Exercise data:
::::::::::
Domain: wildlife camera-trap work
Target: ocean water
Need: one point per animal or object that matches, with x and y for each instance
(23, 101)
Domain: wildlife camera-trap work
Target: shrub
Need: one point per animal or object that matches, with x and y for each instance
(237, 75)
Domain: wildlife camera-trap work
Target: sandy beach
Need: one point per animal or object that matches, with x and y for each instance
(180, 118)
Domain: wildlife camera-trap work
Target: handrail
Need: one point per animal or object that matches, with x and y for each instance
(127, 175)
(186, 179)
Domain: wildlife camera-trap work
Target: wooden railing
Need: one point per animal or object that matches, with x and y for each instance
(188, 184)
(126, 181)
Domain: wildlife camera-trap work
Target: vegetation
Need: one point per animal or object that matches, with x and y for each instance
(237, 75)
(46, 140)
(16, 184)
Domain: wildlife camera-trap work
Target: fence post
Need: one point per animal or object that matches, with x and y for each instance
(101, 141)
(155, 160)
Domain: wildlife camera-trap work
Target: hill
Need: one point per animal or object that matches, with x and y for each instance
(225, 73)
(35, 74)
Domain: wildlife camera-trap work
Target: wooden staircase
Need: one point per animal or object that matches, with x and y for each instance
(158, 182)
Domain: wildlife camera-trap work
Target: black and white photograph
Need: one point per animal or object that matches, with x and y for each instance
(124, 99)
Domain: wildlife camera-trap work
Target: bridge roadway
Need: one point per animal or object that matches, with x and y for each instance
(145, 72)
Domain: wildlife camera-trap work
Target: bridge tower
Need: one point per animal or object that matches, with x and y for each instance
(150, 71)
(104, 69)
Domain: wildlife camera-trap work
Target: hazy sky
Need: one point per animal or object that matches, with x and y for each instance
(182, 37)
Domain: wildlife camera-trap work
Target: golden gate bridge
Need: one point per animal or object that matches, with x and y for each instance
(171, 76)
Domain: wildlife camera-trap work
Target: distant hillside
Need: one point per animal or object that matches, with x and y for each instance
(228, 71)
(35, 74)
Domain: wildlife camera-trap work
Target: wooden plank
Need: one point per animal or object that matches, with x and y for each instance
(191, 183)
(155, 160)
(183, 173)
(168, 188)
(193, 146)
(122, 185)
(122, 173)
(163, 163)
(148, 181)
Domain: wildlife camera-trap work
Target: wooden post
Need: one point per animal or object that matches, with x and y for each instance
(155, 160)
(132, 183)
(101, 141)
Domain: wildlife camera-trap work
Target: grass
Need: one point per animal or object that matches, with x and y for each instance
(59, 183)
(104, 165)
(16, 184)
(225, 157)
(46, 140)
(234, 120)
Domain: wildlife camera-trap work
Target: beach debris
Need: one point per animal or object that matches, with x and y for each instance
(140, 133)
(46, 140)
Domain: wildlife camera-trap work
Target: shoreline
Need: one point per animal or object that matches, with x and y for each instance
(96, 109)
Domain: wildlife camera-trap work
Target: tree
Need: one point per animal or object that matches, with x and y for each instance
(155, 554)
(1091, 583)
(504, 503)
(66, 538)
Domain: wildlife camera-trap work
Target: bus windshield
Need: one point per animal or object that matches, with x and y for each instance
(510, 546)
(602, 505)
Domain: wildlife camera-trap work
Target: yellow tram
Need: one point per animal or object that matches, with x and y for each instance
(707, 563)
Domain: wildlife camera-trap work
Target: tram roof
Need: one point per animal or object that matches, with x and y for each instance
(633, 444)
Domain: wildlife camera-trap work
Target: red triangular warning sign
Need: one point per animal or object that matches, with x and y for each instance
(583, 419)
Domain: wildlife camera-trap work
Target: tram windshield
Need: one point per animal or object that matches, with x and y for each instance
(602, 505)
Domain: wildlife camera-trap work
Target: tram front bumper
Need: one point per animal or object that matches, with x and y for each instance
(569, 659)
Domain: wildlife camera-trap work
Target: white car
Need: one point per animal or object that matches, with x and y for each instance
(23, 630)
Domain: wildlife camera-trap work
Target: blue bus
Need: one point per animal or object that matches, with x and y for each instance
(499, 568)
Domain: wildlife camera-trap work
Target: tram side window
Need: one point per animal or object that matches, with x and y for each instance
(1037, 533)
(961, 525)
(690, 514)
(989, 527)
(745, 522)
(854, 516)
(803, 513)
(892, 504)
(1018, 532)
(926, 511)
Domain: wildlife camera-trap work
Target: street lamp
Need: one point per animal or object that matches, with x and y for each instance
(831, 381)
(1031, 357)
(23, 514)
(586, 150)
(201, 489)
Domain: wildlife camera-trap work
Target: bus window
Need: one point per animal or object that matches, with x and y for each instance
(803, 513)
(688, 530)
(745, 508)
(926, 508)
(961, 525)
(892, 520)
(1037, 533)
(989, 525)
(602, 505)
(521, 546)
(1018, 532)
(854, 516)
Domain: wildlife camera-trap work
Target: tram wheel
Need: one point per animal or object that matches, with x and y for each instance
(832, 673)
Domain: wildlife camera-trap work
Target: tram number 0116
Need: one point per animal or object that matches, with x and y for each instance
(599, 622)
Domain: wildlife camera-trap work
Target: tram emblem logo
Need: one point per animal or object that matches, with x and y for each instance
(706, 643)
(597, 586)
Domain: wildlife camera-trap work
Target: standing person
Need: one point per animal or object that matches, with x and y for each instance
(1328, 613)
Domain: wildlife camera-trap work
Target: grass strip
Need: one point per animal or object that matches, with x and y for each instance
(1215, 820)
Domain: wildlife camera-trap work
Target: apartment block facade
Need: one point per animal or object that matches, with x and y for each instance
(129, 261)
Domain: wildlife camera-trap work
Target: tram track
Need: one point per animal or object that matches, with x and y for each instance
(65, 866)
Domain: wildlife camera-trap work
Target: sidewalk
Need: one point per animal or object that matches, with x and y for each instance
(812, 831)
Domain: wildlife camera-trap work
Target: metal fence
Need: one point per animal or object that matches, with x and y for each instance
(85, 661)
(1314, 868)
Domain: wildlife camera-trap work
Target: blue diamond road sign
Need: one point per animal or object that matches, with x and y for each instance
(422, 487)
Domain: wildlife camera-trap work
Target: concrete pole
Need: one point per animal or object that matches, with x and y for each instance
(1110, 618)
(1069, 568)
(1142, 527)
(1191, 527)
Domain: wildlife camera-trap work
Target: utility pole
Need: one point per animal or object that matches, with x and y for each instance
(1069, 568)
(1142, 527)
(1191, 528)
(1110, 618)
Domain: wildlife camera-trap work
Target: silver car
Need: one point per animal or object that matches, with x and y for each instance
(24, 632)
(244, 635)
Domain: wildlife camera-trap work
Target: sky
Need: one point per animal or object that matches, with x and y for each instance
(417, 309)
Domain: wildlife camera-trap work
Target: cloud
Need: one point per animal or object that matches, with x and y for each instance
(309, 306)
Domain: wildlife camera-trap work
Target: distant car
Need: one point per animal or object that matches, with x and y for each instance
::::::::::
Problem requirements: May I have the entries returned exactly, with every line in place?

Exercise answer:
Domain: wildlife camera-trap work
Target: ocean water
Need: one point per animal or object that matches, with x and y for each instance
(23, 101)
Domain: wildlife camera-trap work
Target: shrub
Need: one point per animal or object that matches, with x and y for each instance
(237, 75)
Domain: wildlife camera-trap work
Target: sandy beach
Need: one point per animal or object that matches, with x and y for each instance
(180, 118)
Domain: wildlife camera-trap work
Target: handrail
Need: one point per animal or object that matches, with x and y for each instance
(127, 175)
(186, 179)
Domain: wildlife camera-trap work
Target: wooden railing
Need: one point per animal or object that matches, with x and y for each instance
(188, 184)
(126, 181)
Domain: wildlife camera-trap work
Target: vegetation
Need: one point per animal or object that matches, with x and y for each instance
(237, 75)
(46, 140)
(16, 184)
Domain: wildlife camera-trap work
Target: fence post
Need: one point per animal or object that matches, with x and y for each instance
(101, 141)
(155, 160)
Domain: wildlife camera-trap work
Target: hill
Need: one point per animal or object that matches, with x and y for each instance
(225, 73)
(35, 74)
Domain: wildlife camera-trap work
Target: wooden staircase
Need: one point per animal or object that matches, with x and y for each instance
(158, 182)
Domain: wildlife camera-trap work
Target: black and white photograph
Need: one point per animal or object that matches, with x and y for each instance
(124, 99)
Domain: wildlife camera-trap work
Target: bridge roadway
Need: one point per animal or object that matches, with x and y for each instance
(145, 72)
Domain: wildlife camera-trap work
Target: bridge tower
Need: one point per animal or object that matches, with x and y for each instance
(150, 71)
(104, 69)
Domain: wildlife camera-trap work
Target: hazy sky
Need: one point per animal or object that matches, with x and y for each instance
(182, 37)
Domain: wildlife camera-trap work
Target: golden gate bridge
Need: one point per animal or object that matches, with x and y for each instance
(171, 76)
Domain: wildlife camera-trap work
Target: distant hillside
Need: one point per animal or object that matches, with x and y for each instance
(228, 71)
(35, 74)
Domain: wildlife camera-trap work
Target: wooden plank
Need: one point per animal or object that matches, with x and y for each instance
(191, 183)
(155, 160)
(183, 173)
(168, 188)
(193, 146)
(122, 185)
(122, 173)
(163, 163)
(148, 181)
Domain: wildlife camera-trap work
Target: wooden post
Need: one point per animal or object that matches, with x and y for each instance
(155, 160)
(132, 183)
(101, 141)
Domain: wildlife camera-trap work
Target: grass
Need: one point per animal or object that matches, with x and y for each instance
(59, 183)
(104, 165)
(16, 184)
(225, 157)
(46, 140)
(234, 120)
Domain: wildlife camera-trap work
Target: beach debris
Need: one point per animal or object that matches, with x and y for each instance
(140, 133)
(46, 140)
Domain: wildlife camera-trap work
Target: shoreline
Need: one point per animal or object that matches, with x and y for each instance
(96, 109)
Domain: wildlife camera-trap work
Target: tree
Need: one point per animal or object that matches, with x and y for each instance
(155, 554)
(1091, 583)
(504, 503)
(66, 538)
Domain: wildlife camera-trap work
Target: bus windshield
Need: one point per animal or object that matches, with x and y for each instance
(510, 546)
(602, 505)
Domain: wildlife camera-trap work
Target: yellow tram
Need: one point per animal or object that matches, with x and y for each instance
(707, 563)
Domain: wildlife camera-trap work
Target: tram roof
Need: one point per animal or object that matches, with x and y for each instance
(633, 444)
Domain: wildlife camera-trap work
Target: red triangular warning sign
Need: one point per animal or object that matches, with x and y for each instance
(583, 419)
Domain: wildlife camera-trap work
Target: tram windshield
Need: one point per animal or object that matches, with x and y for each instance
(602, 505)
Domain: wildlife camera-trap work
Target: tram front bumper
Need: one point per animal or object that matches, with x and y for each instance
(569, 659)
Domain: wildlife camera-trap work
Target: white car
Need: one point per animal or object that matches, with x and y for each instance
(23, 630)
Domain: wildlife camera-trap work
Target: blue bus
Need: one point per animal or object that matches, with x and y for each instance
(499, 568)
Domain: wildlife camera-trap work
Target: tram side window
Need: one point per animal or object that matches, with x and y for each instance
(1037, 533)
(961, 525)
(690, 514)
(989, 527)
(745, 522)
(854, 516)
(803, 513)
(892, 504)
(1018, 532)
(926, 511)
Domain: wildlife camera-trap work
Target: street lamp
Need: one point per animal or object that matches, with x and y for each instance
(831, 381)
(1031, 357)
(23, 514)
(586, 150)
(201, 489)
Domain: wildlife camera-trap work
Target: bus window
Need: one point per animal or object that matches, with x and y for each instance
(803, 513)
(688, 530)
(745, 508)
(926, 508)
(961, 525)
(892, 520)
(1037, 533)
(989, 525)
(602, 505)
(521, 546)
(1018, 532)
(854, 516)
Domain: wildlife camera-trap work
Target: tram wheel
Need: one point per animal or object that matches, with x and y for each instance
(832, 673)
Domain: wildlife camera-trap work
Target: tram number 0116
Need: one point per animal or object that matches, with x and y for each instance
(599, 622)
Domain: wildlife camera-trap work
Target: tram emblem logo
Need: one point per animal or object that matches, with x and y for each instance
(706, 643)
(597, 586)
Domain: wildlife camera-trap work
Target: standing person
Need: one point per animal or object that matches, with x and y for each instance
(1328, 613)
Domain: wildlife camera-trap work
Target: grass strip
Need: one point per animal or object that matches, with x and y for each instance
(1215, 820)
Domain: wildlife camera-trap work
Target: apartment block facade
Need: one point per animal or object that matches, with x and y for each instance
(129, 261)
Domain: wildlife camera-trap work
Target: tram track
Need: one point per animal or object that matches, with x and y for each instance
(65, 866)
Domain: wildlife camera-trap work
Target: sidewalk
Need: one point per animal or object that matches, with x and y for each instance
(812, 831)
Domain: wildlife camera-trap work
Target: metal fence
Need: one point per animal or object that matches, with x and y for each instance
(85, 661)
(1314, 868)
Domain: wildlife camera-trap work
Target: blue diamond road sign
Need: one point per animal or object that matches, with x and y for each instance
(422, 487)
Domain: wildlife camera-trap work
Target: concrete pole
Need: one point per animal or object that matches, with x and y for each instance
(1110, 618)
(1069, 568)
(1142, 527)
(1191, 527)
Domain: wildlife camera-trap work
Target: utility pole
Need: one point per animal or object that matches, with x and y for each instance
(1069, 568)
(1142, 527)
(1191, 528)
(1110, 618)
Domain: wildlife camera-trap work
Target: silver car
Need: one point per animal or object that matches, with x and y for each instance
(24, 632)
(244, 635)
Domain: wildlife camera-trap work
Target: sky
Need: one point per animal or object that matches, with x and y for each instance
(417, 309)
Domain: wildlife camera-trap work
Target: cloud
Need: one point per animal or object that matches, with x and y for each instance
(309, 306)
Domain: wildlife camera-trap work
Target: distant car
Need: one point per animal or object that matches, with x and y for each instance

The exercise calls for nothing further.